However, there are also important distinctions between spectrum and land. Most obvious is that spectrum is not property in the same way as land is: Buying a license to a particular band is merely buying the right to use that band in a particular way for a particular amount of time. As the technological landscape changes, the ever-present threat of auctions and reallocations means “ownership” of spectrum comes with less of a promise of longevity than does ownership of a plot of land. Spectral transfers are also subject to the FCC’s approval of their societal benefits in a way that land transfers normally are not, and the fact that many technologies are built for specific uses in certain bands means that the costs of repurposing spectrum can be extremely high. Since spectral use can be divided in time as well as in space, unused spectrum at a moment in time is a lost resource that can never be regained, and spectrum can be divided temporally and geographically into much smaller pieces than would be realistic for a piece of land.
The important distinction here is between privately and publicly owned land, and between licensed and unlicensed spectrum. Crucially, unlicensed does not mean ungoverned in the same way geographical public commons are not “anything goes.” Even in publicly owned spaces, rules of good behavior still apply. Citizens have access to public parks and roads but not in any manner at any time. Speed limits, prohibitions against indecent or bothersome behaviors, and the like all exist to facilitate peaceful use among the greatest number of people. In unlicensed bands, standards for frequency and power level help allow coexistence between numerous diverse devices.

----------------------------------------

WHAT THE TASK ASKS →
For the passage on spectrum and land, state whether each claim agrees with it, answering yes or no and quoting the deciding words: (a) A license to a band grants permanent ownership of that band. (b) Unlicensed spectrum is free of rules. (c) Spectrum can be split into much smaller pieces than would be realistic for land.

----------------------------------------

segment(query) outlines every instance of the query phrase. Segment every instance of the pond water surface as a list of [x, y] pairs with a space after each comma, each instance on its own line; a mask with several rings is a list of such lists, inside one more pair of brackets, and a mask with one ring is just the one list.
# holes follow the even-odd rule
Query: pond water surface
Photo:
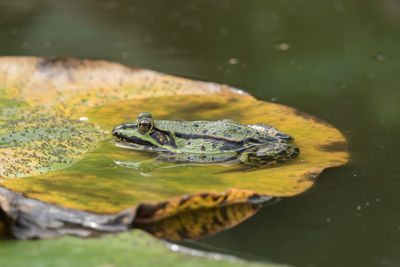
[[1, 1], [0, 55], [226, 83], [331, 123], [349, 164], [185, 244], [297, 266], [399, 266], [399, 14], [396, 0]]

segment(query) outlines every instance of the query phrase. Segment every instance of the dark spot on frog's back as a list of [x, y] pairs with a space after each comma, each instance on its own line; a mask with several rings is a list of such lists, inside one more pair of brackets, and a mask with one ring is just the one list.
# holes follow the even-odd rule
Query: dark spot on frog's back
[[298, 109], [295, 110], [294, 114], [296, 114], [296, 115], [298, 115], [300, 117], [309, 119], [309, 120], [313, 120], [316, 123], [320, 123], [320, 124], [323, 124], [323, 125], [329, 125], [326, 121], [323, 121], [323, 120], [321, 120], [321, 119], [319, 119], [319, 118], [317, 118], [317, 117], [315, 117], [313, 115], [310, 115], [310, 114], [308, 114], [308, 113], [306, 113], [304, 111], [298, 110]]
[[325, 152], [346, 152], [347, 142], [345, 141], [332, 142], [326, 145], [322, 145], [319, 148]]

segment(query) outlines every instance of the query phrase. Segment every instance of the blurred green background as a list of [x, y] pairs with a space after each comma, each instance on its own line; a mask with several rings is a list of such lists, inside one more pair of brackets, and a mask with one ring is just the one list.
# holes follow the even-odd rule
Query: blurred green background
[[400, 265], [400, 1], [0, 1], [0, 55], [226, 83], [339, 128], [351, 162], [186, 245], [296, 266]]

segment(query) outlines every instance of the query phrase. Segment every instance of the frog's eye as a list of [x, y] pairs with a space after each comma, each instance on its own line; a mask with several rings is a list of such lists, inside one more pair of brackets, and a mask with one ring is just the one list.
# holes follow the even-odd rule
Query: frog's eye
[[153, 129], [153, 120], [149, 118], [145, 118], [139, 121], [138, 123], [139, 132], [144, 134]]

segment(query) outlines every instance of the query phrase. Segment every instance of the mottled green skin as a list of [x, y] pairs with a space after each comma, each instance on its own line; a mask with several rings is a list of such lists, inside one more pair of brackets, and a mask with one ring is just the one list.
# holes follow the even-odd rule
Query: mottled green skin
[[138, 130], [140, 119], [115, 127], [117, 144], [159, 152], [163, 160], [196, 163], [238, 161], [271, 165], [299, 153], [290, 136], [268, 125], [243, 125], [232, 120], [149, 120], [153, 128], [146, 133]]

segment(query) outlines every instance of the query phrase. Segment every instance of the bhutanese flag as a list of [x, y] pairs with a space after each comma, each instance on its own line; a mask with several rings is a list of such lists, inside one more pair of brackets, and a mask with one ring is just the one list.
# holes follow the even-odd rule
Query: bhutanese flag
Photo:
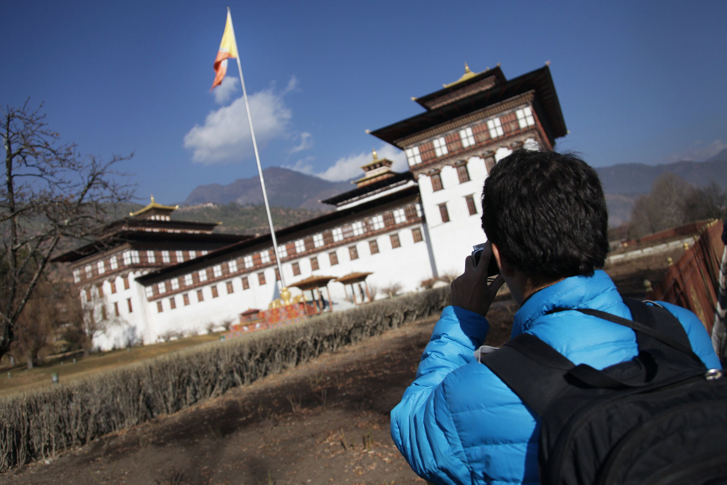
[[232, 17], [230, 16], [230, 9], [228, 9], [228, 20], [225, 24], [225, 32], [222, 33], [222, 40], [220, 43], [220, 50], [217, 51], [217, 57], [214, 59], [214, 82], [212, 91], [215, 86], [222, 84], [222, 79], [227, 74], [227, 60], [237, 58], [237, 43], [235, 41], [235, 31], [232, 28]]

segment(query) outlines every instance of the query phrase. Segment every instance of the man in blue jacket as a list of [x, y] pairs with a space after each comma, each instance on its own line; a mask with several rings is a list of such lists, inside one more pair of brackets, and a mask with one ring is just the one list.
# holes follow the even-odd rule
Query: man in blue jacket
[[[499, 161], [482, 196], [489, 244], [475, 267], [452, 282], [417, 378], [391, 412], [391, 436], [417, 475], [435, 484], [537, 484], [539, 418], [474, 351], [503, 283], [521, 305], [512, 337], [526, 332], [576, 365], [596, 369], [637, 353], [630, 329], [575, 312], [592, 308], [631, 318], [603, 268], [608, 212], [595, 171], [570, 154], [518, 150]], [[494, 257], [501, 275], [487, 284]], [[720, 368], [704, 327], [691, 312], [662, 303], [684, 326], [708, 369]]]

----------------------------------------

EXERCISE OUTPUT →
(a) No: "Buying a license to a particular band is merely buying the right to use that band in a particular way for a particular amount of time."
(b) No: "unlicensed does not mean ungoverned"
(c) Yes: "spectrum can be divided temporally and geographically into much smaller pieces than would be realistic for a piece of land"